- [Written task]:
Reproduce each of the following lines exactly as it stands, keeping them all in their original order.

[Raw records]
= = = =

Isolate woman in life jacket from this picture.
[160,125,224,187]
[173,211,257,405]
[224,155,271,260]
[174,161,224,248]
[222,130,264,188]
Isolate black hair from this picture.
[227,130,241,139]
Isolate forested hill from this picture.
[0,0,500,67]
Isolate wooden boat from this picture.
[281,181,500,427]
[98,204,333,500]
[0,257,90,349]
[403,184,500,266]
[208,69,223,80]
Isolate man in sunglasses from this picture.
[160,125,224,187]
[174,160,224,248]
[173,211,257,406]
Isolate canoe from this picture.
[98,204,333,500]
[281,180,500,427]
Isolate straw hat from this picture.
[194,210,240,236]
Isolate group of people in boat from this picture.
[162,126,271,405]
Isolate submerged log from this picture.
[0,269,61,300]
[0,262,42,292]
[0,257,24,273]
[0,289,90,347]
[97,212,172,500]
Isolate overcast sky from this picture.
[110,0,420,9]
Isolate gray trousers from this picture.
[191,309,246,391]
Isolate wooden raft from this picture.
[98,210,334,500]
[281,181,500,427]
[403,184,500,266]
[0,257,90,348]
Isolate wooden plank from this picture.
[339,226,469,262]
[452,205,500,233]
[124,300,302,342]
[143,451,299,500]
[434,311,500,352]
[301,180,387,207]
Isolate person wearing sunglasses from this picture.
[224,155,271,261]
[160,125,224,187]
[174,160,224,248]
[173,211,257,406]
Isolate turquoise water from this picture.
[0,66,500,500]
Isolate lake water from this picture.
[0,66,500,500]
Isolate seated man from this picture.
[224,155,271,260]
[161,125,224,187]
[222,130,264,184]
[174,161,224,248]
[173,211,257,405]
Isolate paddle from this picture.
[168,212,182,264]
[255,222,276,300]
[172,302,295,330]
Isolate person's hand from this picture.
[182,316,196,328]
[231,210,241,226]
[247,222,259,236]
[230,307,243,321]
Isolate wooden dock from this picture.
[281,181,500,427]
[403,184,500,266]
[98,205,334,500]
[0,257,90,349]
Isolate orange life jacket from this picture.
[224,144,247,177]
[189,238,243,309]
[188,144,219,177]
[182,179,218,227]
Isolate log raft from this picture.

= = = =

- [Exercise output]:
Isolate woman in life jacket from this picture.
[160,125,224,187]
[173,211,257,405]
[224,155,271,260]
[174,161,224,248]
[222,130,264,188]
Isolate black hair from this picture.
[227,130,241,139]
Isolate forested hill from this picture.
[0,0,500,67]
Isolate wooden boat from this picture.
[281,181,500,427]
[98,204,333,500]
[0,257,90,349]
[403,184,500,266]
[208,69,223,80]
Isolate man in sunglasses from this picture.
[160,125,224,187]
[174,160,224,248]
[173,211,257,406]
Isolate canoe from this picture.
[98,204,333,500]
[281,180,500,427]
Isolate straw hat from this picture.
[194,210,240,236]
Isolate group of people in boat from this picture.
[162,126,271,405]
Isolate submerged log from this picture.
[0,269,61,300]
[0,262,42,292]
[0,257,24,273]
[0,289,90,347]
[97,212,172,500]
Isolate overcast sky from this picture.
[110,0,420,9]
Isolate gray trousers from this picture.
[191,309,246,391]
Isolate wooden raft from this picture.
[98,210,334,500]
[281,181,500,427]
[403,184,500,266]
[0,257,90,348]
Isolate wooden plank from this picture.
[339,226,469,262]
[452,205,500,233]
[124,300,302,342]
[143,451,299,500]
[434,311,500,352]
[301,180,387,207]
Isolate person wearing sunglasses from this picture.
[224,155,271,261]
[160,125,224,187]
[174,160,224,248]
[173,211,257,406]
Isolate turquoise water from this picture.
[0,66,500,500]
Isolate lake water from this picture.
[0,66,500,500]
Isolate seated man from this picture.
[224,155,271,260]
[161,125,224,187]
[222,130,264,184]
[174,161,224,248]
[173,211,257,405]
Isolate paddle from this picture.
[168,212,182,264]
[255,222,276,300]
[172,302,295,330]
Isolate person's hand from this picture.
[182,316,196,328]
[231,210,241,226]
[247,222,259,236]
[230,307,243,321]
Isolate wooden dock from this picture.
[281,181,500,427]
[403,184,500,266]
[98,205,334,500]
[0,257,90,349]
Isolate orange life jacket from this picture.
[224,144,247,177]
[189,238,243,309]
[188,144,219,177]
[182,179,218,227]
Isolate log raft from this picture.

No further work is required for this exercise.